Reproduce each line of the material exactly as it reads.
Top of LISTED RECORDS
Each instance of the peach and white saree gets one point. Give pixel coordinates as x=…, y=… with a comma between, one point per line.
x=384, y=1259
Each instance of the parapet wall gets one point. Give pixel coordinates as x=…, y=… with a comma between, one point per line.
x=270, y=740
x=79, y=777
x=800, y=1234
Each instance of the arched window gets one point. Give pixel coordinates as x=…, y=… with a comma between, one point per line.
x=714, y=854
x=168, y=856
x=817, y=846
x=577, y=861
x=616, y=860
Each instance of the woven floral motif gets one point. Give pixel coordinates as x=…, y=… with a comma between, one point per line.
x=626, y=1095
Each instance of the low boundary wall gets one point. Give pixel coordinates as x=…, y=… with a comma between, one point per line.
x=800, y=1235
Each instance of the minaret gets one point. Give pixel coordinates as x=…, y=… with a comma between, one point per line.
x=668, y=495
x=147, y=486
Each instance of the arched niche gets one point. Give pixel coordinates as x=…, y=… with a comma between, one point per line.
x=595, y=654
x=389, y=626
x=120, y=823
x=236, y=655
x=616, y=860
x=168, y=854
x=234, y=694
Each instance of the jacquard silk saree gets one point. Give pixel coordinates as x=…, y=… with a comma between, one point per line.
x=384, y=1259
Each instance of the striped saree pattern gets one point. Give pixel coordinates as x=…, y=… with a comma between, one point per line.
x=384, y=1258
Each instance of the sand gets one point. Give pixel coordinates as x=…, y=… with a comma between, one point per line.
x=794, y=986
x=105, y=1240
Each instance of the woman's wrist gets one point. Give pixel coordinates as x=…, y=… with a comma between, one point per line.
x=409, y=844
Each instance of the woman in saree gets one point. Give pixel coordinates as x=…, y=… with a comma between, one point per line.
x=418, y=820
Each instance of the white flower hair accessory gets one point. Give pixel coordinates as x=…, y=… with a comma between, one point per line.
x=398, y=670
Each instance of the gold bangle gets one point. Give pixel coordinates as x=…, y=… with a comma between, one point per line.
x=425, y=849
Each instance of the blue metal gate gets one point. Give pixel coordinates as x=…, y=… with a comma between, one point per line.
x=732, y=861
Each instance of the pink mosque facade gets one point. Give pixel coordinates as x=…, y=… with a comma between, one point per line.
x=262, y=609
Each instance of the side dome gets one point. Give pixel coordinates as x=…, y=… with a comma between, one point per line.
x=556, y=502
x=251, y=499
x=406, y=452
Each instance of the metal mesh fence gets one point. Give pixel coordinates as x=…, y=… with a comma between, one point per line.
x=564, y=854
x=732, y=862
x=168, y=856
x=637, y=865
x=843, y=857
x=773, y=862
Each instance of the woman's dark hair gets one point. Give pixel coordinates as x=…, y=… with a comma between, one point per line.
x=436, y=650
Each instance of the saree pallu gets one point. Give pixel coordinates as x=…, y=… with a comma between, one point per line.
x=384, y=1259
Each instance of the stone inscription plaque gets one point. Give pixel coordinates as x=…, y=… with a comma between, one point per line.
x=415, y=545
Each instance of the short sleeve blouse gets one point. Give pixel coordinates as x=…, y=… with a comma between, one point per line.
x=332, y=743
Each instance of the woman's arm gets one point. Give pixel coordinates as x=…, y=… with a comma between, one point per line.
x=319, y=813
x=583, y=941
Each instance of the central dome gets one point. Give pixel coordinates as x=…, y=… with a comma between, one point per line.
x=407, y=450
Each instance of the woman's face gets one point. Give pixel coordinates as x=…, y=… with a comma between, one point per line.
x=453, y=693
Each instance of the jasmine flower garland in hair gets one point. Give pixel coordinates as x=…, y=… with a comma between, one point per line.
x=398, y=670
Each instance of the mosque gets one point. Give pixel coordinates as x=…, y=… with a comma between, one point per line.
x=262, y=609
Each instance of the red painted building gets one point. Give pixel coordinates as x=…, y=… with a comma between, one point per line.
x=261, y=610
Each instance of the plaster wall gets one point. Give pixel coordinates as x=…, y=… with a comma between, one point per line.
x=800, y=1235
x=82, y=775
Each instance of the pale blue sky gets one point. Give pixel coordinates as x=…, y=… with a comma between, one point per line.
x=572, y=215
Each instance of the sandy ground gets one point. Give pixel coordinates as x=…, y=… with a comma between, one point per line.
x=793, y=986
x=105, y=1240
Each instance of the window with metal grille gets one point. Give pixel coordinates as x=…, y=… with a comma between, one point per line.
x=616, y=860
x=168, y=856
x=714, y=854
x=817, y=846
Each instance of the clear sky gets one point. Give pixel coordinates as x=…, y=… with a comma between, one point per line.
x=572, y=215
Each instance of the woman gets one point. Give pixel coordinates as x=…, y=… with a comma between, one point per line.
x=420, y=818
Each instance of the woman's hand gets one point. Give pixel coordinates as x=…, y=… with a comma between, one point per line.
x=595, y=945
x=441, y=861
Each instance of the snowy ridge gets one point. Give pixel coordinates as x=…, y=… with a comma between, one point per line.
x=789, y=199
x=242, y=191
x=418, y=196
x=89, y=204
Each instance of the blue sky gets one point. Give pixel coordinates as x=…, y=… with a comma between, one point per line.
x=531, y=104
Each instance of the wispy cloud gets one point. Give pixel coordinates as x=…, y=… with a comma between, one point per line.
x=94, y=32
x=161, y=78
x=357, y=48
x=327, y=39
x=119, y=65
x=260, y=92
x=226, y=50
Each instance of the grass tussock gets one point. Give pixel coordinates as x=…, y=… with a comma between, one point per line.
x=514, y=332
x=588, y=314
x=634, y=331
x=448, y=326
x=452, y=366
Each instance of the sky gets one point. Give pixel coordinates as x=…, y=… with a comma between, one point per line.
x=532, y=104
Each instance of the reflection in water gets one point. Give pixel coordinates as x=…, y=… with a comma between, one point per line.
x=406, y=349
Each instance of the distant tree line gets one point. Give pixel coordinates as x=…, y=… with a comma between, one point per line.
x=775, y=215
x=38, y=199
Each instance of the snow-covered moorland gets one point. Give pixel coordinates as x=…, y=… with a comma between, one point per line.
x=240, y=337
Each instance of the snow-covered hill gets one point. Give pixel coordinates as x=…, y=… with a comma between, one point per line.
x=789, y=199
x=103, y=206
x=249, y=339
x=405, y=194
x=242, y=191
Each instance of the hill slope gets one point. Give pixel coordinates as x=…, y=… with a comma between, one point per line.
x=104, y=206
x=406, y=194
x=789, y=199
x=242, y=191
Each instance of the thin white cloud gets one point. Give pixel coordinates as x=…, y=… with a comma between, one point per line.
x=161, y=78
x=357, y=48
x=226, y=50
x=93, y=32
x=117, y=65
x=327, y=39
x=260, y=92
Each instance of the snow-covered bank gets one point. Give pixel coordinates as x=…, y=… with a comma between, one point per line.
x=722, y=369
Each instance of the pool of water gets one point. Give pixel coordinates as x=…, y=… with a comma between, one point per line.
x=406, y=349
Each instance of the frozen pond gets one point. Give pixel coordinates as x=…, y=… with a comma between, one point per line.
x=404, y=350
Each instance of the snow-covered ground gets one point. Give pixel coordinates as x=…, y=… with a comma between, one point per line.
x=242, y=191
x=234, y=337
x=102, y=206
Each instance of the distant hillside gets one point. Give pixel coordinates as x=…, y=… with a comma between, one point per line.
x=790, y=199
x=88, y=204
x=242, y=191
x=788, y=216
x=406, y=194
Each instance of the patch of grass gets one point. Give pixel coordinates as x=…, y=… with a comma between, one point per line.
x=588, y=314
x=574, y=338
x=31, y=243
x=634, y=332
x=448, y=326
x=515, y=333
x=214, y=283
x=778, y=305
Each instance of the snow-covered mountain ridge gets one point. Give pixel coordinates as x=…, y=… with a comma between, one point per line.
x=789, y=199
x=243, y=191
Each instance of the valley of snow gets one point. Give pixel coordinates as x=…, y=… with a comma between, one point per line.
Bottom of LISTED RECORDS
• **EXERCISE SOLUTION**
Each instance of the peach and white saree gets one point. Give pixel coordinates as x=…, y=… with a comma between, one point per line.
x=384, y=1259
Each instance of the parapet wall gets one point. Give pixel coordinates as x=…, y=… with a comma between, one point per line.
x=270, y=740
x=79, y=777
x=800, y=1234
Each instance of the arched window gets one point. Give pixel coordinates as x=…, y=… with a comma between, one point per line.
x=714, y=854
x=168, y=856
x=817, y=846
x=577, y=861
x=616, y=860
Each instance of the woven floral motif gets one point. Give pixel coordinates as x=…, y=… with a comma between, one point per line.
x=626, y=1095
Each instance of the low boundary wall gets one point. Give pixel coordinates as x=…, y=… with a comma between, one point per line.
x=800, y=1235
Each instance of the minaret gets one point. Give pixel coordinates as x=…, y=… with a comma between, one point per line.
x=668, y=495
x=147, y=486
Each instance of the arched niche gets one point. Give pixel coordinates as x=…, y=… with a comma between, one point per line.
x=595, y=654
x=389, y=626
x=120, y=823
x=236, y=655
x=616, y=860
x=168, y=854
x=234, y=694
Each instance of the jacquard silk saree gets one point. Give pixel coordinates as x=…, y=… with a comma between, one point per line.
x=384, y=1259
Each instance of the striped saree pattern gets one point. Give pixel coordinates as x=…, y=… with a comma between, one point per line.
x=384, y=1258
Each instance of the sand gets one point. Give pixel coordinates as x=…, y=… with a comma between, one point per line.
x=794, y=986
x=105, y=1240
Each instance of the woman's wrist gets one point. Give pixel coordinates as x=…, y=… with a comma between, one point per line.
x=409, y=844
Each instance of the woman in saree gets one point. Give pixel coordinates as x=…, y=… with a comma between, one point per line.
x=418, y=820
Each instance of the white flower hair accessory gets one point. Give pixel coordinates as x=…, y=… with a comma between, one point per line.
x=398, y=670
Each instance of the gold bangle gets one point. Give pixel coordinates as x=…, y=… with a comma between, one point per line.
x=425, y=849
Each instance of the blue metal gate gets one point. Give pixel coordinates as x=…, y=… with a comma between, one point per line.
x=732, y=861
Each instance of the pink mosque facade gets one point. Give pixel coordinates as x=…, y=… with a comma between, one point per line.
x=262, y=609
Each instance of the side dome gets one point. Give pixel coordinates as x=…, y=… with a comma between, one point per line.
x=556, y=502
x=251, y=499
x=406, y=452
Each instance of the metal mesh fence gets one point. Give pixel coordinates as x=…, y=… with a comma between, one point per line.
x=564, y=854
x=732, y=862
x=168, y=856
x=637, y=865
x=843, y=857
x=773, y=862
Each instance of the woman's dark hair gets one point. Give pixel coordinates as x=…, y=… with a comma between, one point per line.
x=436, y=650
Each instance of the saree pallu gets one point. Give pixel coordinates as x=…, y=… with a comma between, one point per line.
x=384, y=1259
Each instance of the stone inscription plaque gets one point. Give pixel coordinates as x=…, y=… with a comma between, one point per line.
x=415, y=545
Each instance of the short sleeve blouse gets one point. Give pixel coordinates as x=…, y=… with a comma between, one point per line.
x=332, y=743
Each instance of the woman's arm gets one point. Give pixel coordinates as x=…, y=… with a comma between, one point per line.
x=319, y=813
x=583, y=941
Each instance of the central dome gets one point. Give pixel coordinates as x=…, y=… with a comma between, one point per line.
x=407, y=450
Each instance of the woman's face gets one point. Give pixel coordinates as x=…, y=… with a comma between, one point per line.
x=453, y=693
Each instance of the jasmine flower garland in hair gets one point. Give pixel coordinates as x=…, y=… with a comma between, one point per line.
x=398, y=670
Each instance of the mosque gets one point. Give pixel coordinates as x=…, y=… with a comma between, one point per line.
x=262, y=609
Each instance of the red painted building gets one point. Give pixel coordinates as x=…, y=… with a comma between, one point per line.
x=261, y=610
Each instance of the plaster wall gets one point. Give pixel coordinates as x=…, y=… with a comma between, one point per line.
x=800, y=1235
x=82, y=775
Each instance of the pale blue sky gets one point. Give pixel coordinates as x=…, y=… with a comma between, one point per line.
x=572, y=215
Each instance of the sandy ground gets one point. Give pixel coordinates as x=…, y=… with a comma between, one point per line.
x=793, y=986
x=105, y=1240
Each instance of the window with metal grille gets one point. Give pixel coordinates as x=…, y=… with a comma between, one point per line.
x=616, y=860
x=168, y=856
x=714, y=854
x=817, y=846
Each instance of the clear sky gets one point. Give pixel coordinates as x=…, y=… with a comma between, one point per line.
x=572, y=215
Each instance of the woman gets one point. Give pixel coordinates as x=…, y=… with a comma between, one point per line.
x=420, y=818
Each instance of the woman's hand gets one point. Give pixel coordinates as x=…, y=… with a comma between, one point per line.
x=595, y=945
x=441, y=861
Each instance of the snowy ridge gets one point. Give pixel coordinates as x=…, y=… with a comma between, one point per line.
x=789, y=199
x=242, y=191
x=418, y=196
x=89, y=204
Each instance of the blue sky gets one point. Give pixel coordinates as x=…, y=… with a comma between, one point per line.
x=531, y=104
Each instance of the wispy cloud gets one point. Give pixel coordinates as x=…, y=… with a comma between, one point per line.
x=94, y=32
x=161, y=78
x=357, y=48
x=327, y=39
x=119, y=65
x=260, y=92
x=226, y=50
Each instance of the grass tussock gets one point. Give pixel coordinates as x=…, y=… with a comma between, one point per line.
x=514, y=332
x=588, y=314
x=634, y=331
x=448, y=326
x=452, y=366
Each instance of the sky gets one point. Give pixel coordinates as x=…, y=… with a comma between, one point per line.
x=532, y=104
Each instance of the reflection in water gets one point. Give pixel coordinates as x=…, y=… with a comma between, one point per line.
x=406, y=349
Each instance of the distant tree line gets one point. Give pixel coordinates as x=…, y=… with a comma between, one point per line.
x=775, y=215
x=38, y=199
Each instance of the snow-covered moorland gets one point. Give pixel coordinates as x=…, y=… with a comma between, one point per line.
x=240, y=337
Each instance of the snow-covered hill gets one point. Give pixel coordinates as x=…, y=… with a comma between, one point per line.
x=789, y=199
x=103, y=206
x=249, y=339
x=405, y=194
x=242, y=191
Each instance of the hill slope gets one point. Give pixel coordinates as x=…, y=… with a comma between, one point per line.
x=104, y=206
x=406, y=194
x=789, y=199
x=242, y=191
Each instance of the thin white cloud gets one point. Give pixel coordinates as x=…, y=… with a comma between, one point per line.
x=161, y=78
x=357, y=48
x=226, y=50
x=93, y=32
x=117, y=65
x=327, y=39
x=260, y=92
Each instance of the snow-covered bank gets one point. Give pixel coordinates as x=…, y=… with a comma between, one point per line.
x=722, y=369
Each instance of the pool of water gets one point. Give pixel coordinates as x=…, y=… with a comma between, one point per line.
x=406, y=349
Each instance of the frozen pond gets one point. Give pixel coordinates as x=…, y=… with a comma between, one point per line.
x=404, y=350
Each instance of the snow-covered ground gets one point. Give pixel coordinates as x=…, y=… with a comma between, one point per line.
x=242, y=191
x=234, y=337
x=102, y=206
Each instance of the distant hillside gets one point. Give pixel coordinates as x=…, y=… with a comma between, one point per line.
x=790, y=199
x=88, y=204
x=242, y=191
x=788, y=216
x=406, y=194
Each instance of the patch of grass gets one point. Give pixel coordinates as x=…, y=… with a comma between, one point per line.
x=588, y=314
x=574, y=338
x=31, y=243
x=634, y=332
x=448, y=326
x=515, y=333
x=214, y=283
x=778, y=305
Each instance of the snow-covered mountain ridge gets one point. Give pixel coordinates as x=…, y=… with a comma between, one point per line.
x=789, y=199
x=243, y=191
Each instance of the valley of snow gets one point. Give pixel coordinates as x=…, y=… with a comma between, one point per line.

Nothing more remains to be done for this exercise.